**Problem description:** Restate word for word the lines of the data below, from the first through the one that has "Mark each instance of the white".

(Stored data entries)
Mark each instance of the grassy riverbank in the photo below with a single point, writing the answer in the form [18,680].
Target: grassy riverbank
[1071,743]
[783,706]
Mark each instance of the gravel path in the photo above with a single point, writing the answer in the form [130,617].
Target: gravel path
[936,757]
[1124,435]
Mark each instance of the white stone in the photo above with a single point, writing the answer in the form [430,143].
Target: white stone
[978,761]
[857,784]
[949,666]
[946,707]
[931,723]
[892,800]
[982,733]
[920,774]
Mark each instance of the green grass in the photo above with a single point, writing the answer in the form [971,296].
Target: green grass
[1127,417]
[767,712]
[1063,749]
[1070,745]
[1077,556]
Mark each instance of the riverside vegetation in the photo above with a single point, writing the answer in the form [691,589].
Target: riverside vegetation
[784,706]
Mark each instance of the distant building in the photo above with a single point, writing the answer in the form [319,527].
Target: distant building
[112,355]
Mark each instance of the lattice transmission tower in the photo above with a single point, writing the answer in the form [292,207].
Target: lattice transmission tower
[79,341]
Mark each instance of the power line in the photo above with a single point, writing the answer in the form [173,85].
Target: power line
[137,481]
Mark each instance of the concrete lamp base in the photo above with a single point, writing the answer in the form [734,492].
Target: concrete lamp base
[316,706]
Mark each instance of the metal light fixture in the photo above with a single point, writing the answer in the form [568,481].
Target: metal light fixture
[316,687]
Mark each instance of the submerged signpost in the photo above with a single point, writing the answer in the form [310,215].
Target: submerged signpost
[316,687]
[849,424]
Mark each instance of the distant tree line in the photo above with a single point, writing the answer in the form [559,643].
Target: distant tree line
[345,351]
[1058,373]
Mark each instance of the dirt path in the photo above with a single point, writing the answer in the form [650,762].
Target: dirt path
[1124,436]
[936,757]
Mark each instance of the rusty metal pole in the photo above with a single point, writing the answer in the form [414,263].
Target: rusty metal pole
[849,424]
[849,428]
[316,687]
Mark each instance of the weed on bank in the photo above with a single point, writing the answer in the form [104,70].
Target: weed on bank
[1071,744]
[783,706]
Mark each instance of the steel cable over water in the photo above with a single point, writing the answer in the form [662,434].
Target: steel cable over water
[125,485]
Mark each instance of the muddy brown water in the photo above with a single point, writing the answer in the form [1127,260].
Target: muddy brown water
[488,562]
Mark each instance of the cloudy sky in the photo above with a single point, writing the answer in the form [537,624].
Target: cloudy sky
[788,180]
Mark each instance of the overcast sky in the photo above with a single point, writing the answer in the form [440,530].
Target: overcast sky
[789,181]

**Task response:**
Mark each instance of the grassy riverbank in the photo below with a single point, writing the answer in the form [18,680].
Target: grassy riverbank
[1071,743]
[783,706]
Mark each instance of the gravel path in the photo above with a single point, writing the answer in the form [130,617].
Target: gravel path
[936,757]
[1124,435]
Mark each instance of the white stone in the photo above with a single point, writing the answer in the form [430,143].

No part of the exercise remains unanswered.